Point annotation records

------------------------------------------------------------------------

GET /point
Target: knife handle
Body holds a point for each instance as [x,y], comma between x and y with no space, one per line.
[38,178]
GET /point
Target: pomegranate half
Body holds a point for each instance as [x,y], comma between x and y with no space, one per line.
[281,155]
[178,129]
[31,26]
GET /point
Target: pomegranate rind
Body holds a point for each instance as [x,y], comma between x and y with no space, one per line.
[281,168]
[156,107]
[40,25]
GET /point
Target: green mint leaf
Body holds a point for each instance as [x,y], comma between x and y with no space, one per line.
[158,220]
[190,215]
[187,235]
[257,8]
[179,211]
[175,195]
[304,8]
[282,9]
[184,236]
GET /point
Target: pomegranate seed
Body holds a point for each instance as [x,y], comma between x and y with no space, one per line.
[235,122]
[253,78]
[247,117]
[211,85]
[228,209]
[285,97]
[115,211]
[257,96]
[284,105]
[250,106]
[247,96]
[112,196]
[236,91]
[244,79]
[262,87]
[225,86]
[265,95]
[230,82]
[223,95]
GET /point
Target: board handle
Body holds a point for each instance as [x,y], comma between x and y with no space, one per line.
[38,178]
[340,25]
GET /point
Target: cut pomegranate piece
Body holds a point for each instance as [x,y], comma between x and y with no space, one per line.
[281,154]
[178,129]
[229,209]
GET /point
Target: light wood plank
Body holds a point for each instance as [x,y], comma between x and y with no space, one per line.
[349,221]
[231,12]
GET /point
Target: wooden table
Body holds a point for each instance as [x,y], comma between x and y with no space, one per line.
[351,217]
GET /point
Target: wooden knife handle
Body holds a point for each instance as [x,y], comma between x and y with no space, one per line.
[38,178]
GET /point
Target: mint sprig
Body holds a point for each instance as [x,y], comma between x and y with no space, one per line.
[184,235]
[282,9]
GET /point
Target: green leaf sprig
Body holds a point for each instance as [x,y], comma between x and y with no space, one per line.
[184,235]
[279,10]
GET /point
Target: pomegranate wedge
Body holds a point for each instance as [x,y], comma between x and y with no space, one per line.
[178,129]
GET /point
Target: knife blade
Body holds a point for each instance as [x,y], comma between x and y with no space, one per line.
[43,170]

------------------------------------------------------------------------

• WRITTEN REQUEST:
Quote every record above exactly.

• TASK RESULT:
GET /point
Target: knife handle
Body holds a point for each instance as [x,y], comma between x and y with no space, one per line.
[38,178]
GET /point
Target: pomegranate half
Body holds a point for each instance as [x,y], comma between x and y with no space, one per line.
[281,155]
[178,129]
[31,26]
GET /point
Target: pomegranate rind
Body holds a point for each instance as [x,y], comma between x and y with no space, one per line.
[281,168]
[156,107]
[40,25]
GET /point
Target: green mint leaf
Body holds a point for each instance as [x,y], comma between x and y with no space, one per line.
[158,220]
[190,215]
[187,235]
[257,8]
[179,211]
[175,195]
[304,8]
[282,9]
[184,236]
GET /point
Target: pomegranate seed
Body holds a point for each instance as [x,y], comma between x and y with no space, one per line.
[235,122]
[253,78]
[247,117]
[211,85]
[228,209]
[285,97]
[115,211]
[257,96]
[284,105]
[250,106]
[247,96]
[112,196]
[236,91]
[244,79]
[262,87]
[225,86]
[265,95]
[230,82]
[223,95]
GET /point
Target: board handle
Body holds a point for each instance as [x,y], comma between x and y with no space, one per line.
[38,178]
[340,25]
GET /point
Target: cut pomegranate piece
Body holds a point for each instance as [x,y], comma between x and y with no space, one per line.
[281,154]
[178,129]
[229,209]
GET /point
Target: light wood plank
Body holds a point for each instance as [x,y], comma between x and y with no space, one per line.
[349,221]
[231,12]
GET /point
Target: wooden table
Body holds a point for each instance as [x,y], comma between x and y with no space, one per line.
[351,217]
GET /point
Target: wooden knife handle
Body holds a point for each instance as [x,y], comma between x and y with no space, one per line.
[38,178]
GET /point
Target: mint sprig
Body holds a point for each instance as [x,y], comma between x and y with no space, one per line.
[184,235]
[282,9]
GET /point
Target: green leaf sprig
Body holds a point for each instance as [x,y], comma between x and y with no space, one per line.
[184,235]
[279,10]
GET /point
Target: pomegranate wedge
Body holds a point for each instance as [x,y], comma between x and y with no space, one per line.
[178,129]
GET /point
Target: knife blade
Body holds a point for each instance as [x,y], comma between x and y with no space, one per line.
[43,170]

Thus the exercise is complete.